Task goal> Return, unchanged, the stretch of the listing from the line containing "the black knob." through the final line of the listing, with both of those lines included.

####################

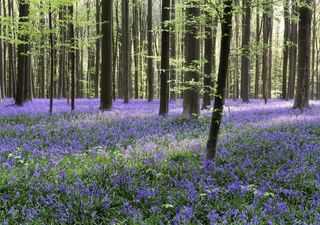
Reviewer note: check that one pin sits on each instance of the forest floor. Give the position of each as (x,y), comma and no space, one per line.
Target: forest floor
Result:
(130,166)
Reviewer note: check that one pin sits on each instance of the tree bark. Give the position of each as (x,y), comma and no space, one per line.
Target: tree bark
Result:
(106,76)
(150,70)
(304,47)
(165,57)
(125,49)
(226,29)
(191,106)
(245,57)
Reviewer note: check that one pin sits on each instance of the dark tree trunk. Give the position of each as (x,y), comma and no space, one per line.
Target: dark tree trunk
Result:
(165,57)
(173,74)
(106,75)
(98,51)
(2,69)
(72,59)
(150,54)
(135,34)
(226,29)
(125,49)
(257,77)
(267,21)
(285,49)
(292,53)
(61,56)
(23,57)
(208,49)
(245,61)
(52,60)
(191,106)
(304,47)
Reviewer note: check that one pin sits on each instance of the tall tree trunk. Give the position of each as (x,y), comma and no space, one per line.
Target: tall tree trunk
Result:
(226,29)
(61,56)
(285,48)
(135,37)
(245,58)
(173,53)
(304,47)
(292,53)
(23,57)
(125,49)
(314,40)
(2,69)
(52,59)
(191,106)
(150,70)
(106,78)
(257,64)
(208,49)
(98,51)
(267,21)
(165,57)
(72,58)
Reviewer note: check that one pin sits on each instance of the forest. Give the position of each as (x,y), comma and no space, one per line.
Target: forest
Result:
(160,112)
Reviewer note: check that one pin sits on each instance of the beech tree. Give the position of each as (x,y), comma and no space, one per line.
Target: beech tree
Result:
(106,72)
(191,105)
(165,57)
(226,29)
(304,46)
(23,83)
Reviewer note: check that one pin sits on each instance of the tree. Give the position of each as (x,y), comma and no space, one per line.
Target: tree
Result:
(150,71)
(245,58)
(52,59)
(165,57)
(285,49)
(98,50)
(304,46)
(23,54)
(125,49)
(173,53)
(106,72)
(292,52)
(2,69)
(226,29)
(191,105)
(72,58)
(208,49)
(266,58)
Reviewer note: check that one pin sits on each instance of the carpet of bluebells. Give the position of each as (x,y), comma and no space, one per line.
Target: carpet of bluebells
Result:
(130,166)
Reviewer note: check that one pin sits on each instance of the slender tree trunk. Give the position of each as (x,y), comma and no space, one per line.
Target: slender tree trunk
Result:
(267,20)
(173,53)
(245,58)
(52,59)
(106,78)
(314,40)
(285,49)
(304,47)
(150,70)
(292,53)
(165,57)
(72,58)
(135,37)
(98,50)
(61,56)
(257,77)
(208,49)
(23,48)
(226,29)
(2,69)
(191,106)
(125,49)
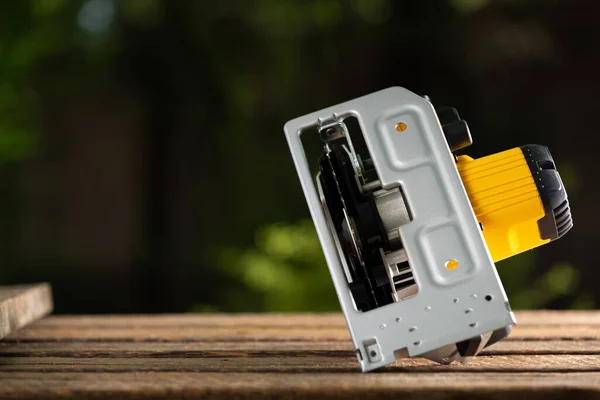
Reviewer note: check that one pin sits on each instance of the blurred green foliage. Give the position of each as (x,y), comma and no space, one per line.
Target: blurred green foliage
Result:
(233,72)
(287,271)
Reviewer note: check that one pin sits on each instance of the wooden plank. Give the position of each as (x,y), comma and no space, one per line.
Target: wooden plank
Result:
(271,385)
(255,349)
(245,332)
(23,304)
(284,356)
(299,362)
(291,320)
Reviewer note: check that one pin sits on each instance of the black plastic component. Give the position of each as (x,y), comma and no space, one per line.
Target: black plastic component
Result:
(498,335)
(457,135)
(447,115)
(557,220)
(455,129)
(358,226)
(469,347)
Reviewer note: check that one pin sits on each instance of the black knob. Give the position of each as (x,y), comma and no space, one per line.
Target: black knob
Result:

####################

The response>
Reviewer note: check that one pin sits on each instance of the black knob. Give the position of each as (x,y), comma and no space, one per line.
Target: black knob
Result:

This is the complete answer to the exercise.